▶ Instructions to follow
Rewrite the records below in full, substituting "Place a dot" for every occurrence of "Put a pin" and leaving everything else unchanged.

* start *

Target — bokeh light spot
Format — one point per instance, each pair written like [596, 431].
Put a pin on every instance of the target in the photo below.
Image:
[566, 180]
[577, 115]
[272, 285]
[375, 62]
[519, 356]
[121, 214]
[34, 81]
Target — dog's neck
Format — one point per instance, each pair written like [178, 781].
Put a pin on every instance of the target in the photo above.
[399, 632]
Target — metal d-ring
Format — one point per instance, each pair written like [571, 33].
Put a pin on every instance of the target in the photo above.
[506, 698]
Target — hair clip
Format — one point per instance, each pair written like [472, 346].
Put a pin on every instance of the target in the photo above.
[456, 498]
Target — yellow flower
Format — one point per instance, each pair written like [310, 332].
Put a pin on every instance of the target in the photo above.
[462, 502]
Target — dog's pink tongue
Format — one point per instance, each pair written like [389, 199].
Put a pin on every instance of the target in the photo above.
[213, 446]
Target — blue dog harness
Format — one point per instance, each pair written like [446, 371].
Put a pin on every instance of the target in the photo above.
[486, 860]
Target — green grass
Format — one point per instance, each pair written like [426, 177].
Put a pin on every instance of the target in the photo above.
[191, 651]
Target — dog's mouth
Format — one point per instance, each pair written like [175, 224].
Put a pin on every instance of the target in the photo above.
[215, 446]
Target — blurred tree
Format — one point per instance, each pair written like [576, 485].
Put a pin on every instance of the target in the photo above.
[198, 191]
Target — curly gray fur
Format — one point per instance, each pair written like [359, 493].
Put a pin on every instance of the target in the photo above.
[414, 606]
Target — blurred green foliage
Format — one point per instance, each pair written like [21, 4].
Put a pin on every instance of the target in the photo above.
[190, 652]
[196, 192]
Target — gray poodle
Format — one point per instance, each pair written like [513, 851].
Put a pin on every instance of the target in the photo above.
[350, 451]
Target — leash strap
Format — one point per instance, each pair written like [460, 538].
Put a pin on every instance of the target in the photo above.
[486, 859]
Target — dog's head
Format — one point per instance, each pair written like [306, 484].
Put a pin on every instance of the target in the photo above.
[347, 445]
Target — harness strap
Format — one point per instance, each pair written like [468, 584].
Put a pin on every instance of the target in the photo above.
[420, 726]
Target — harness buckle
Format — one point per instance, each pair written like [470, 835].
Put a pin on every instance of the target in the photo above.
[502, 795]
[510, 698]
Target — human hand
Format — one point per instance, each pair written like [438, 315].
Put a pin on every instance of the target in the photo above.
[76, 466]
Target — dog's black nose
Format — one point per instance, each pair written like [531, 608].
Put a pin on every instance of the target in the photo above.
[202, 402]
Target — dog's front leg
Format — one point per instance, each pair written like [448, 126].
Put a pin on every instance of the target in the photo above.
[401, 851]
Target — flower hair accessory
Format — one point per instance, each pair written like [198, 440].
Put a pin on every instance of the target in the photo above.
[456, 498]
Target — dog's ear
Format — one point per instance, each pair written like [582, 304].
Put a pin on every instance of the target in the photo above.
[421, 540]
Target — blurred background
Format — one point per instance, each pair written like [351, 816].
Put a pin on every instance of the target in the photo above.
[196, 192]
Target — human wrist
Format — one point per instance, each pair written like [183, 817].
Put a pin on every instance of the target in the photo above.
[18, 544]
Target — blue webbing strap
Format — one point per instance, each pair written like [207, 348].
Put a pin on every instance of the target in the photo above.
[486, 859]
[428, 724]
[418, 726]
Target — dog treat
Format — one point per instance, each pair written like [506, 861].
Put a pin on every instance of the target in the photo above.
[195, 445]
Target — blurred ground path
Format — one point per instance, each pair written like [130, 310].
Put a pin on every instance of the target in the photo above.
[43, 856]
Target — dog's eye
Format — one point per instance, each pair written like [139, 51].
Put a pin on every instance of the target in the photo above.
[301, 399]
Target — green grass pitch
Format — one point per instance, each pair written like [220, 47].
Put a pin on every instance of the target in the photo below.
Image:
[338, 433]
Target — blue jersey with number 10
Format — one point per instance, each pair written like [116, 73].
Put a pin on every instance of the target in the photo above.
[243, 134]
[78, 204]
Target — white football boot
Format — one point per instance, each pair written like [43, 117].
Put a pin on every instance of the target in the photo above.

* end *

▶ Answer below
Target — bokeh light spot
Format — one point per instance, each pair written like [596, 431].
Place a dot on every instance of the target in the photo below.
Image:
[566, 180]
[577, 115]
[272, 285]
[375, 62]
[519, 356]
[121, 214]
[34, 81]
Target — dog's neck
Format — one point per instance, each pair written like [178, 781].
Place a dot on every instance of the target in the photo above.
[399, 632]
Target — metal d-ring
Format — one point per instance, each pair written like [571, 33].
Place a dot on every instance of the target in the photo above.
[506, 698]
Target — hair clip
Format — one point per instance, each pair written like [472, 346].
Place a dot on every instance of the target in the photo above.
[456, 498]
Target — yellow flower
Format — one point per instance, each pair written like [310, 332].
Place a dot on every instance of the target in the photo above.
[462, 502]
Target — dog's pink tongue
Format — one point per instance, each pair written like [389, 199].
Place a dot on every instance of the target in the photo above.
[213, 446]
Target — blue dog harness
Format — one point per instance, each pair written like [446, 371].
Place a dot on every instance of the target in the photo above.
[486, 860]
Target — green grass
Format — one point per instance, each pair written like [426, 177].
Place a dot on every instance of the target in the photo above.
[191, 651]
Target — dog's mouth
Format — one point per instance, each pair written like [175, 224].
Place a dot on every instance of the target in the photo above.
[215, 446]
Target — blurred tree
Format — one point per instance, each pair written like [576, 485].
Place a dot on every instance of the target in the photo above.
[198, 191]
Target — curly gray fur
Format — one point per instance, each pair written like [359, 493].
Place a dot on every instance of the target in the photo above.
[414, 606]
Target — blurred green foliage
Format — one point per instance, each pair written like [21, 4].
Place a dot on every instance of the target in the photo above.
[190, 652]
[196, 192]
Target — gray poodle
Format — one point per instance, each pair written like [513, 851].
Place a dot on every instance of the target in the photo above.
[350, 451]
Target — leash strap
Format — one point per instance, each pair written like [460, 538].
Place a dot on every instance of the target in the photo above.
[486, 859]
Target — dog's head
Format — one point per instance, each pair written like [306, 484].
Place a dot on every instance of the target in the photo above.
[347, 445]
Target — harness strap
Format — one point per instance, each pair written like [468, 584].
Place a dot on every instance of the target in the photo above.
[420, 726]
Target — harness buckle
Format — one point per instance, each pair written like [470, 835].
Place a dot on every instance of the target in the photo above.
[502, 795]
[510, 698]
Target — human hand
Format — one point per instance, each pair written like [438, 315].
Place a dot on every instance of the target in the photo above.
[76, 466]
Target — dog's black nose
Format — one point per instance, each pair written like [531, 608].
Place a dot on every instance of the target in the photo above.
[202, 402]
Target — dog's front leg
Format — one point per instance, each pair written like [448, 126].
Place a dot on every instance of the target in the photo above.
[401, 851]
Target — flower hair accessory
Format — one point per instance, each pair written like [198, 440].
Place a dot on every instance of the target in the photo above.
[456, 498]
Target — dog's ear
Format — one point per instance, each pair written like [582, 304].
Place a dot on every instance of the target in the photo above.
[421, 540]
Target — blurred background
Format — one point per instance, each pair written like [351, 816].
Place a dot on every instance of the target in the photo above.
[196, 192]
Target — human wrist
Format — one point per instance, each pair written like [183, 817].
Place a dot on every instance of the target in the photo above.
[18, 544]
Target — blue webbing strap
Format — one point per instance, each pair written like [207, 348].
Place a dot on every instance of the target in the photo above.
[486, 859]
[428, 724]
[418, 726]
Target — dog treat
Format — one point per instance, each pair written like [506, 861].
Place a dot on every instance of the target in the photo above.
[195, 445]
Target — blurred ground path
Format — one point per instance, each pair written like [130, 310].
Place a dot on every instance of the target in the photo above.
[43, 856]
Target — dog's eye
Format — one point per instance, each pair written like [139, 51].
Place a dot on every instance of the target in the photo above.
[301, 399]
Target — green grass pitch
Format — one point per instance, each pair written like [220, 47].
Place a dot on every instance of the target in the photo below.
Image:
[338, 433]
Target — blue jersey with number 10
Format — one point per instance, each pair written like [116, 73].
Place a dot on every instance of the target in the photo above.
[243, 134]
[78, 204]
Target — white football boot
Format — one point per instance, each pair written like [43, 117].
Place a dot on every instance of the target in the photo above.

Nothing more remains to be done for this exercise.